_WHAT YOU HAVE TO DO_.
Update the records by replacing every "grass" with "turf" and leave everything else as is.
── RECORDS
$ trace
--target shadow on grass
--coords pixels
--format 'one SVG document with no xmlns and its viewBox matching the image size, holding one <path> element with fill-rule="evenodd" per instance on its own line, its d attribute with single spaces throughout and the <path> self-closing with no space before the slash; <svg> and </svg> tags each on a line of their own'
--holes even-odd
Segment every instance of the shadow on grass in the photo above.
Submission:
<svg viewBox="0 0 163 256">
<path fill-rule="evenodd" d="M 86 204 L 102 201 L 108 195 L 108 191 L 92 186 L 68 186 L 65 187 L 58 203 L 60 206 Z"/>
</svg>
────
_FINAL RESULT_.
$ trace
--target shadow on turf
--coords pixels
--format 'one SVG document with no xmlns and its viewBox matching the image size, holding one <path> element with fill-rule="evenodd" per instance on its own line, its d attribute with single spaces throughout and the <path> self-closing with no space before the slash; <svg> and </svg> tags each on a line of their own'
--holes even-odd
Segment every instance of the shadow on turf in the photo above.
Submission:
<svg viewBox="0 0 163 256">
<path fill-rule="evenodd" d="M 86 204 L 102 201 L 108 195 L 108 191 L 92 186 L 68 186 L 65 187 L 58 203 L 60 206 Z"/>
</svg>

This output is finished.